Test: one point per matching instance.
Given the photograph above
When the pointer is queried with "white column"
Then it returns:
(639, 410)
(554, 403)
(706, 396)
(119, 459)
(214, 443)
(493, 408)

- [AIM OF THE TASK]:
Once more, write out the records in full, exactly as they appear.

- [TASK RESULT]:
Test: one point per matching instance.
Given the photograph above
When the pointer is queried with "white column"
Then it returns:
(639, 410)
(554, 403)
(706, 396)
(119, 459)
(214, 443)
(493, 408)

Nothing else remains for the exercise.